## Begin TEXT SHOWN
Work flow for a large scene

I was interested in making a scene that showed fly threw that ended on a castle in the mountains surrounded by a lush european style forest.

Something very much like this but with steeper cliffs and some rock being exposed and less windows for the castle.
random pic

The castle should have stone texture smiler to this pic.
another random pic

Now that I have an idea of what it is that I want to make, what kind of processes/work flow would you recommend for making the forest and castle for this shot? I can see there being a lot of trees and I’d like to have a bit of detail in the castle but at the same point I don’t want to spend the next several months just working on this one shot. So what do you guys recommend?

I think you can make details only on parts that camera will show.
Motion blur or something like that may be usefull as well.

Depending how much you want to show in close ups, this will take a lot of work too.

I don’t know if blender supports level of detail, but that would be usefull as well. (Models’ details changes with distance, it’s used in games i think).

For the fly over, you can use a fairly simple model, with UV mapped texture images. The landscape would be a plane, subdivided somewhat, with a couple of cloud bump maps to simulate the tops of the trees, with the diffuse color from an image of tree tops, such as your example.

Likewise, the castle would be simple geometric shapes with the wall details “painted” on using UV mapped texture images.
## End TEXT SHOWN
## Begin GIVEN MATERIAL
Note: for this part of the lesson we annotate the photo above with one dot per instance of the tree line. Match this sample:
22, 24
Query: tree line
## End GIVEN MATERIAL
REQUIREMENT
Could you duplicate the castle scene discussion word for word, between "I don’t know" and "using UV mapped texture images.", inclusive? You won't need the material for this.

RESULT FOR THIS TASK
I don’t know if blender supports level of detail, but that would be usefull as well. (Models’ details changes with distance, it’s used in games i think).

For the fly over, you can use a fairly simple model, with UV mapped texture images. The landscape would be a plane, subdivided somewhat, with a couple of cloud bump maps to simulate the tops of the trees, with the diffuse color from an image of tree tops, such as your example.

Likewise, the castle would be simple geometric shapes with the wall details “painted” on using UV mapped texture images.